**TRECHO DE ORIGEM**.
▬▬▬▬▬▬

Assim, afirma que na civilização onde a produção era de subsistência, para satisfazer as necessidades básicas vitais da população, as mulheres teriam uma estreita relação com a natureza. A revolução verde rompe esta ligação entre a mulher e a natureza. Na verdade, o que Shiva está glorificando, é a pequena economia pré-capitalista com suas estruturas feudais e desigualdades extremas. Nesta economia, as mulheres trabalham durante longas horas de labuta extenuante, sem o reconhecimento de seu trabalho. Ela não leva em conta a condição das mulheres das castas inferiores que trabalham nos campos e nas casas dos senhores feudais da época, abusadas, exploradas sexualmente e sem receber salário a maior parte do tempo.
Além disso, a vida de subsistência não se baseia no suficiente para todos, de fato as mulheres foram privadas inclusive de seus artigos de primeira necessidade neste período pré-capitalista glorificado, não tinham nenhum direito sobre os meios de produção e tampouco eram independentes. Esta falta de independência é interpretada por ela e Mies como a negação das mulheres do Terceiro Mundo à autodeterminação e à autonomia pois valorizam a conexão com a comunidade. Segundo Shiva, o que as mulheres valorizam como estrutura de apoio quando não possuem nenhuma alternativa diante de si, é o rechaço consistente à autodeterminação. Com efeito, estão defendendo a economia de subsistência pré-capitalista em nome do ecofeminismo e em nome da oposição à ciência e à tecnologia ocidental. Uma falsa dicotomia criada entre a ciência e a tradição.
Isto é uma forma de culturalismo e pós-modernismo que envolve a defesa às estruturas patriarcais de sociedades terceiro-mundistas, opondo-se ao desenvolvimento das massas em nome do ataque ao desenvolvimento do capitalismo. Nos opomos ao golpe destrutivo e indiscriminado dado pelos imperialistas famintos com seu agronegócio e sua tecnologia agrária (incluindo cultivos geneticamente modificados, etc), mas não somos contrários à aplicação da ciência e da agro-tecnologia para melhorar a produção agrícola. Nas atuais relações de classe, inclusive a ciência é criada pelos imperialistas, mas sob o sistema socialista isto não se dá assim.

▬▬▬▬▬▬

**ENTRADAS DE DADOS**.
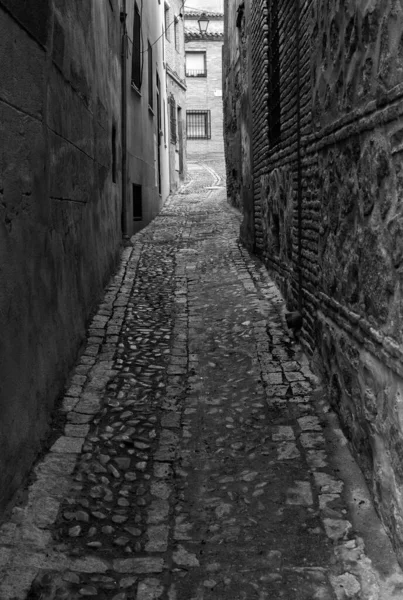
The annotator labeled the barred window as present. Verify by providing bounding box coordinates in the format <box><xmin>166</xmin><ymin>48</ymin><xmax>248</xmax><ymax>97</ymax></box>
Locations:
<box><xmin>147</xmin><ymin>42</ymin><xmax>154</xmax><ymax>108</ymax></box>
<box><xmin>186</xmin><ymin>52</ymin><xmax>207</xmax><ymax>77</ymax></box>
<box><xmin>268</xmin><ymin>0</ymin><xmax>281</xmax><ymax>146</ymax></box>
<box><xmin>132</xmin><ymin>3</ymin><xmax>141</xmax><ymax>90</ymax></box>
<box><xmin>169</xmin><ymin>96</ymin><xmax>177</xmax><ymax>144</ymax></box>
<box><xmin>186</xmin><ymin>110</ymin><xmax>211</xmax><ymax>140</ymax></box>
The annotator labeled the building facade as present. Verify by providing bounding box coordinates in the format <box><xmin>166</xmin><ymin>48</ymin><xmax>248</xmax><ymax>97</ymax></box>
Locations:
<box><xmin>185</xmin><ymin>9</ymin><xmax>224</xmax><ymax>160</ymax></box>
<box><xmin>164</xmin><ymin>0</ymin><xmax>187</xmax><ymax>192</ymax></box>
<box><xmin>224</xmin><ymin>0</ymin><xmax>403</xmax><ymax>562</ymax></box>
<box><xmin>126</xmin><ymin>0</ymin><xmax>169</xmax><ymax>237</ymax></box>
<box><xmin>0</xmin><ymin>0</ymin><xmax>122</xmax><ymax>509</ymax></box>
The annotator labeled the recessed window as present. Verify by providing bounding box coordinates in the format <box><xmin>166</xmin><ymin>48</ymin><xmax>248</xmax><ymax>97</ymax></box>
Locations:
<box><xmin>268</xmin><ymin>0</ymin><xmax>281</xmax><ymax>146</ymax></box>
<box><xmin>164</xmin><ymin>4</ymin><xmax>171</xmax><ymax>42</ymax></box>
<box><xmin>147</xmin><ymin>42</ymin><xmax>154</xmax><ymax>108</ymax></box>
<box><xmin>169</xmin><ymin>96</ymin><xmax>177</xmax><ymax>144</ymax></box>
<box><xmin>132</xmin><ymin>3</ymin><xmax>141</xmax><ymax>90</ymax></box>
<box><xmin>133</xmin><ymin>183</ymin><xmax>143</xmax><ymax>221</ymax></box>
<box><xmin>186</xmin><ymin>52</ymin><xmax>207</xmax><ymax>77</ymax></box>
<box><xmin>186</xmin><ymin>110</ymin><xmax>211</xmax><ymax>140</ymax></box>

▬▬▬▬▬▬

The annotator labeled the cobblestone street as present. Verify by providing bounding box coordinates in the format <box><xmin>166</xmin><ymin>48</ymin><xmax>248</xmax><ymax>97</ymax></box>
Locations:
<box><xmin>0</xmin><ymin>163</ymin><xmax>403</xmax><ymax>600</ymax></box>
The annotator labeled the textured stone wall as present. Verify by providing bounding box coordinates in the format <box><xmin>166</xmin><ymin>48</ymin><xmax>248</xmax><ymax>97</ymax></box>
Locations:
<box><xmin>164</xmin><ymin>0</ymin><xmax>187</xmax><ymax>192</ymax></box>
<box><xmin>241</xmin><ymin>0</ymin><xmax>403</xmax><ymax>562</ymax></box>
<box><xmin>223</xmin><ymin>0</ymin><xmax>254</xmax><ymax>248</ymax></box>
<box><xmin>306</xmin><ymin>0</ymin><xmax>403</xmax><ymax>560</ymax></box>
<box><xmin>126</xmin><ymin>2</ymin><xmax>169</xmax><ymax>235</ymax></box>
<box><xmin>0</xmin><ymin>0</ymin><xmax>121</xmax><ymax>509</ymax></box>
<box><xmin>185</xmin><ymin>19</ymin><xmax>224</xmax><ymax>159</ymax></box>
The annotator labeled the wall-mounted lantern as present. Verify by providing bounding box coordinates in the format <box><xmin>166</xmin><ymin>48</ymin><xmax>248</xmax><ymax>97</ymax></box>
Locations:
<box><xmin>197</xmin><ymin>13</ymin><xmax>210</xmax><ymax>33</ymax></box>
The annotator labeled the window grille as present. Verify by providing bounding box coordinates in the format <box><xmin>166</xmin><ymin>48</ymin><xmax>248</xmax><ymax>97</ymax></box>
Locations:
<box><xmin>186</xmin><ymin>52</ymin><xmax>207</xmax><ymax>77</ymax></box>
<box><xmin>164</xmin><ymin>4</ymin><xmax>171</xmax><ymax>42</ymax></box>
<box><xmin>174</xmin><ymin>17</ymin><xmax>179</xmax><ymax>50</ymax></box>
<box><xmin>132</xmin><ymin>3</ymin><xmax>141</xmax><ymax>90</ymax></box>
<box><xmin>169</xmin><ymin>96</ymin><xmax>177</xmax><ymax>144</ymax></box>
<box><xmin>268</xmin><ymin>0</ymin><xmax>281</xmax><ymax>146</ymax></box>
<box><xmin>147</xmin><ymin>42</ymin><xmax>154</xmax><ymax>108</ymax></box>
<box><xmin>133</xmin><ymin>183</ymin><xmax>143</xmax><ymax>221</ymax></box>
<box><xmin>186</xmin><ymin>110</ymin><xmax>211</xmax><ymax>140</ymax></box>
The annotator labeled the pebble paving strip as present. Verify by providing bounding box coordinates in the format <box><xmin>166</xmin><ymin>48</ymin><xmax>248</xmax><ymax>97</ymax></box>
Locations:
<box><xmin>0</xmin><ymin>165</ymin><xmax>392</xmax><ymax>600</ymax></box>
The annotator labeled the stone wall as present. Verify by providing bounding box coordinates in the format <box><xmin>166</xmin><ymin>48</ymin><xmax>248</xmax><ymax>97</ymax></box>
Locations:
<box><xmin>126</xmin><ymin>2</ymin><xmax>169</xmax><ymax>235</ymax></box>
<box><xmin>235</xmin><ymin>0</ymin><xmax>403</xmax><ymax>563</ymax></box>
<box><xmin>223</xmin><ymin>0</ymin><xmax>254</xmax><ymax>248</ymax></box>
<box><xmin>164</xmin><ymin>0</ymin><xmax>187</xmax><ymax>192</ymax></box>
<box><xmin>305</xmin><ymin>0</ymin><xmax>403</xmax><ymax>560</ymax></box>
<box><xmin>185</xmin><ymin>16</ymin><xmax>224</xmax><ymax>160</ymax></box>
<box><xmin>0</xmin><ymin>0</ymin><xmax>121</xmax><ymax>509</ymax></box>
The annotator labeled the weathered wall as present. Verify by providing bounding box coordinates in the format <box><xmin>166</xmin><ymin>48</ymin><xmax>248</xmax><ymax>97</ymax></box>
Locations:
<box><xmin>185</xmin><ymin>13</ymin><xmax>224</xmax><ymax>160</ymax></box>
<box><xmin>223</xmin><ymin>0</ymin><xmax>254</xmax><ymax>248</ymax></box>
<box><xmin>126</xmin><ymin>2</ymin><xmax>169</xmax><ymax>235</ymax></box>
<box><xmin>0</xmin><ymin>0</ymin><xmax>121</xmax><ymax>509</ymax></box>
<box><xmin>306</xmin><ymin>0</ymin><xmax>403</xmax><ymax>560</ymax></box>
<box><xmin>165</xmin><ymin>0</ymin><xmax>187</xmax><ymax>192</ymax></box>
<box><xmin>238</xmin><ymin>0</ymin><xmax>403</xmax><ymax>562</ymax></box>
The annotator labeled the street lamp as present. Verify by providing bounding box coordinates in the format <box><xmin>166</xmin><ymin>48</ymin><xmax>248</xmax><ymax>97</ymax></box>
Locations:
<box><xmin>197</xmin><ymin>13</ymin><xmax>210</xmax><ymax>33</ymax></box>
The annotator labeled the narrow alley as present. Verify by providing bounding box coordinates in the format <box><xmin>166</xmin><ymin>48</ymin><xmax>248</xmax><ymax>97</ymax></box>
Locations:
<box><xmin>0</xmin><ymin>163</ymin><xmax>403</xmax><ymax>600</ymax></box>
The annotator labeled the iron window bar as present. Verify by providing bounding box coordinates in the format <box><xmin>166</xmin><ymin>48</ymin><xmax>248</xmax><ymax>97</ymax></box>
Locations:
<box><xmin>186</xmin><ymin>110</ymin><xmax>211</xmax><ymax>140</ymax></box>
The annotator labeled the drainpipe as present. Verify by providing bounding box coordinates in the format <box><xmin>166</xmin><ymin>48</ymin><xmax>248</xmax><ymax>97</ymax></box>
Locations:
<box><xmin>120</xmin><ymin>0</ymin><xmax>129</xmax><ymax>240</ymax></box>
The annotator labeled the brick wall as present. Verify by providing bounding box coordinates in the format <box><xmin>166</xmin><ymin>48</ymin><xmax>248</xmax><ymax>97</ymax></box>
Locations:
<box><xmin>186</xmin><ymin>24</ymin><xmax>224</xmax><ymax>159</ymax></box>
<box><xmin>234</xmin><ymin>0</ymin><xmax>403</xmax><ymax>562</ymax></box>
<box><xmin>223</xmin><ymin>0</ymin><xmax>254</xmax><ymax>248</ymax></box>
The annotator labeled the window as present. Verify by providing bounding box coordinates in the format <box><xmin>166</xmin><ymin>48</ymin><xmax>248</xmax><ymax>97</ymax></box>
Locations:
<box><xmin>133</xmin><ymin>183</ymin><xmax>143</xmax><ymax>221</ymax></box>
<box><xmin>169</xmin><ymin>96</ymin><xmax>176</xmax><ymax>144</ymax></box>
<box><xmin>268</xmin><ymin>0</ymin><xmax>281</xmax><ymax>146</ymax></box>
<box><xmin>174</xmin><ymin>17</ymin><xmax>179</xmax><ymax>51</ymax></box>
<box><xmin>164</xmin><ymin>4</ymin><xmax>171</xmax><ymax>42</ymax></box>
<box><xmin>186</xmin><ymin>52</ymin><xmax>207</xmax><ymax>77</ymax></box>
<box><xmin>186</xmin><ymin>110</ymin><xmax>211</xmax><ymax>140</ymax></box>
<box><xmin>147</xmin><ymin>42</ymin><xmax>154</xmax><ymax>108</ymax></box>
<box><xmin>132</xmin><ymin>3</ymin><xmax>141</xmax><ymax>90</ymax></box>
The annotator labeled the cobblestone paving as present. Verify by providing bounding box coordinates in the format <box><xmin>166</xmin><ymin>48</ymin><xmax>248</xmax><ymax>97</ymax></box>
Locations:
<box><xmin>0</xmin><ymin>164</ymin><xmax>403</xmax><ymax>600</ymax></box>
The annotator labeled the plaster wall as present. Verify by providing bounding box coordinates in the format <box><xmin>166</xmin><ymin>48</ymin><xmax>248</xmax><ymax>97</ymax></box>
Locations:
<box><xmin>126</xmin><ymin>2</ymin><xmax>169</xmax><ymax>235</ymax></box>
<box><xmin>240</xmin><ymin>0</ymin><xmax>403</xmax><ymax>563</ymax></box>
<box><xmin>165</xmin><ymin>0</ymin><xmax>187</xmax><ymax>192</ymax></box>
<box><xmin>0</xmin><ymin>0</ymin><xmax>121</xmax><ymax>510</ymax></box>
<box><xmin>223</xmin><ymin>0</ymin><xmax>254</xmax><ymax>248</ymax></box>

▬▬▬▬▬▬

**TAREFA PROPOSTA**. Segundo o trecho sobre ecofeminismo e economia de subsistência, o que a revolução verde rompe?

**SOLUÇÃO DO EXERCÍCIO**. A ligação entre a mulher e a natureza.